(Entries taken from a collection)
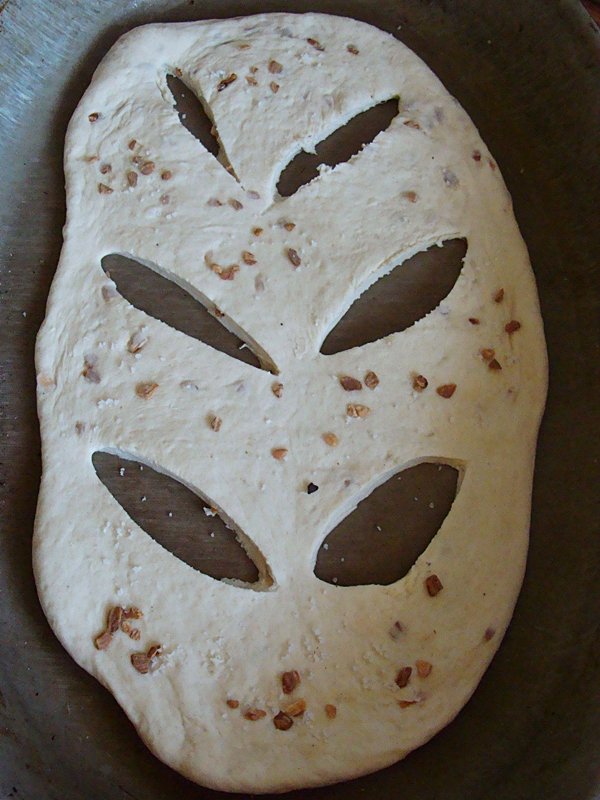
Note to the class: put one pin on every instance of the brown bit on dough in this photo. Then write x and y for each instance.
(424, 668)
(433, 585)
(146, 389)
(290, 680)
(350, 384)
(357, 411)
(447, 390)
(403, 677)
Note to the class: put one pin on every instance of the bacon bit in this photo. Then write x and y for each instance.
(350, 384)
(356, 411)
(297, 708)
(424, 669)
(226, 81)
(294, 257)
(103, 641)
(489, 634)
(447, 390)
(403, 677)
(433, 585)
(146, 389)
(290, 681)
(282, 721)
(254, 713)
(133, 613)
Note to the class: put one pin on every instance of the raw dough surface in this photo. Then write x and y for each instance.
(353, 224)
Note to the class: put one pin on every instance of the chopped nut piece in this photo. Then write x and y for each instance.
(289, 681)
(282, 721)
(489, 634)
(424, 669)
(356, 411)
(114, 619)
(254, 713)
(371, 380)
(294, 257)
(146, 389)
(420, 383)
(350, 384)
(296, 709)
(226, 81)
(433, 585)
(447, 390)
(103, 641)
(141, 662)
(403, 677)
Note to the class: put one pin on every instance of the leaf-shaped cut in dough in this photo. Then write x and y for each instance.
(165, 300)
(180, 521)
(381, 539)
(338, 147)
(399, 299)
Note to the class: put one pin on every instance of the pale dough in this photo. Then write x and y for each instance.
(353, 224)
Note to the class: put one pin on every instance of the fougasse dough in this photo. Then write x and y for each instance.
(426, 179)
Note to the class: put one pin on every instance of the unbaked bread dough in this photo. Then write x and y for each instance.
(187, 215)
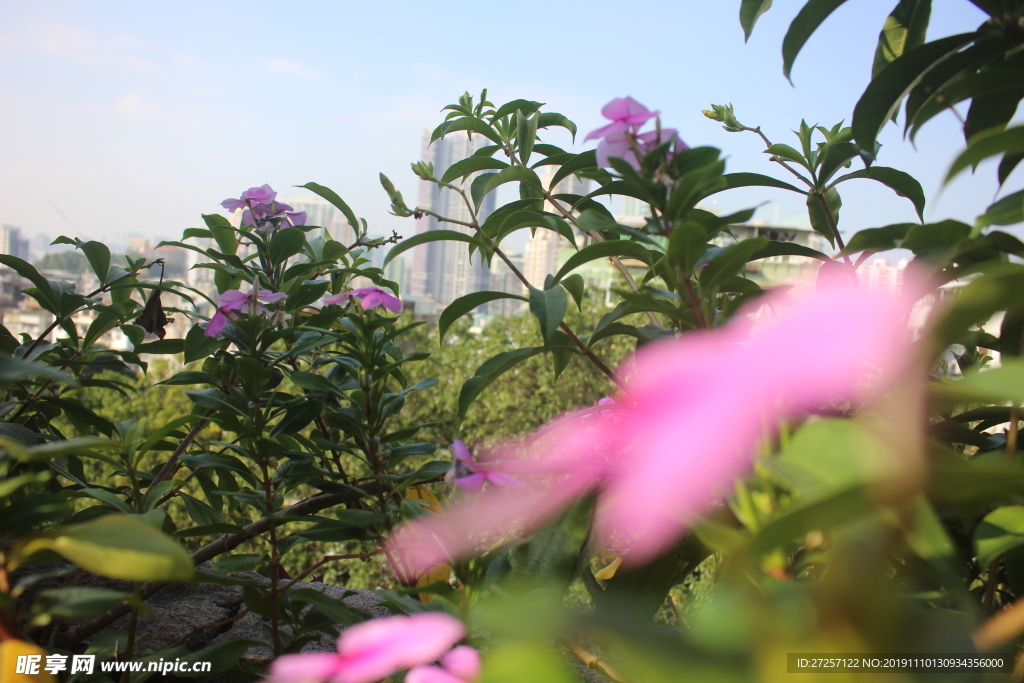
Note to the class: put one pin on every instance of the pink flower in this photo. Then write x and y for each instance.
(692, 412)
(459, 666)
(375, 649)
(470, 476)
(626, 114)
(260, 209)
(235, 301)
(261, 195)
(369, 297)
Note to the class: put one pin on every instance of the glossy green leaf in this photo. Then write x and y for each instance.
(513, 174)
(423, 238)
(985, 144)
(465, 304)
(336, 201)
(606, 249)
(904, 30)
(750, 12)
(115, 546)
(882, 97)
(902, 183)
(730, 261)
(1000, 530)
(806, 23)
(488, 372)
(1007, 211)
(465, 167)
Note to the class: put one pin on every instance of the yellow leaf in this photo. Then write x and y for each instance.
(421, 493)
(10, 650)
(609, 571)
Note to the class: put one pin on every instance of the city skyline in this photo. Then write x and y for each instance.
(132, 120)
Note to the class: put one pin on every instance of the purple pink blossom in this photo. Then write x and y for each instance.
(470, 476)
(369, 297)
(233, 302)
(375, 649)
(689, 418)
(260, 208)
(622, 137)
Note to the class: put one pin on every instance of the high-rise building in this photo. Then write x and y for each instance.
(445, 271)
(12, 244)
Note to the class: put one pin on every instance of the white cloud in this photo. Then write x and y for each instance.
(132, 108)
(287, 68)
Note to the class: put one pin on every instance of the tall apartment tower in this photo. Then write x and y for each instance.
(443, 269)
(541, 254)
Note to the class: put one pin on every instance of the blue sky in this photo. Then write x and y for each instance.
(137, 117)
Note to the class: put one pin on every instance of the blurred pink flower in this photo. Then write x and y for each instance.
(375, 649)
(626, 114)
(235, 301)
(691, 414)
(369, 297)
(459, 666)
(470, 475)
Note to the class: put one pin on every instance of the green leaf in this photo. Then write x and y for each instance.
(513, 174)
(548, 119)
(12, 370)
(115, 546)
(466, 123)
(298, 417)
(837, 155)
(730, 261)
(1007, 211)
(99, 258)
(215, 399)
(882, 97)
(775, 248)
(576, 287)
(1000, 530)
(286, 242)
(605, 249)
(750, 12)
(465, 167)
(819, 221)
(806, 23)
(488, 372)
(878, 239)
(902, 183)
(333, 198)
(29, 272)
(757, 180)
(997, 384)
(198, 345)
(464, 304)
(985, 144)
(423, 238)
(162, 346)
(904, 30)
(687, 244)
(77, 601)
(525, 135)
(548, 306)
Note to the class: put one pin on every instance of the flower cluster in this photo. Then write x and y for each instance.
(369, 297)
(375, 649)
(468, 475)
(233, 302)
(688, 420)
(623, 138)
(261, 209)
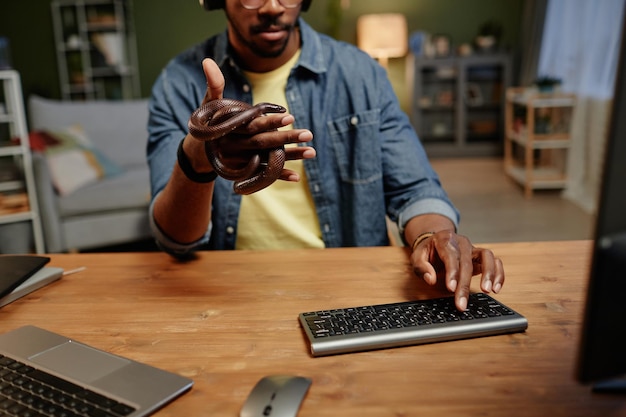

• **WHAT IS NEEDED**
The copy must start at the line containing "of the white" and end at the last line of the data, matching each line exactly. It must hold no pictures.

• **ANSWER TO THIS TASK**
Note to the class: put one pin on every instance of the white cloud in this photo. Then write x and y for each instance.
(132, 108)
(287, 68)
Note to the class: put one pin on every instance of the tall apartment tower in this photo. Then write x and y for each instance.
(443, 269)
(541, 254)
Note to the class: put one pin on every instance of the blue sky in this photo. Then write x and y for each instance.
(137, 117)
Note to the class: put one pin on every instance of the blurred pink flower in this photo. Then write x and y for each instance.
(375, 649)
(626, 114)
(235, 301)
(691, 414)
(369, 297)
(459, 666)
(470, 475)
Note to the class: put one pin on every instance of the green leaf in this photo. Then write x and y for each instance.
(513, 174)
(548, 119)
(12, 370)
(115, 546)
(466, 123)
(298, 417)
(837, 155)
(730, 261)
(1007, 211)
(99, 258)
(215, 399)
(882, 97)
(775, 248)
(576, 287)
(1000, 530)
(286, 242)
(605, 249)
(750, 12)
(465, 167)
(819, 221)
(806, 23)
(488, 372)
(878, 239)
(902, 183)
(333, 198)
(29, 272)
(757, 180)
(997, 384)
(198, 345)
(464, 304)
(985, 144)
(423, 238)
(162, 346)
(904, 30)
(687, 244)
(77, 601)
(525, 135)
(548, 306)
Note to the class: put one pin on every instance of the flower cluster in this photo. Then write x and y for each instance.
(369, 297)
(375, 649)
(468, 475)
(233, 302)
(688, 420)
(623, 138)
(261, 209)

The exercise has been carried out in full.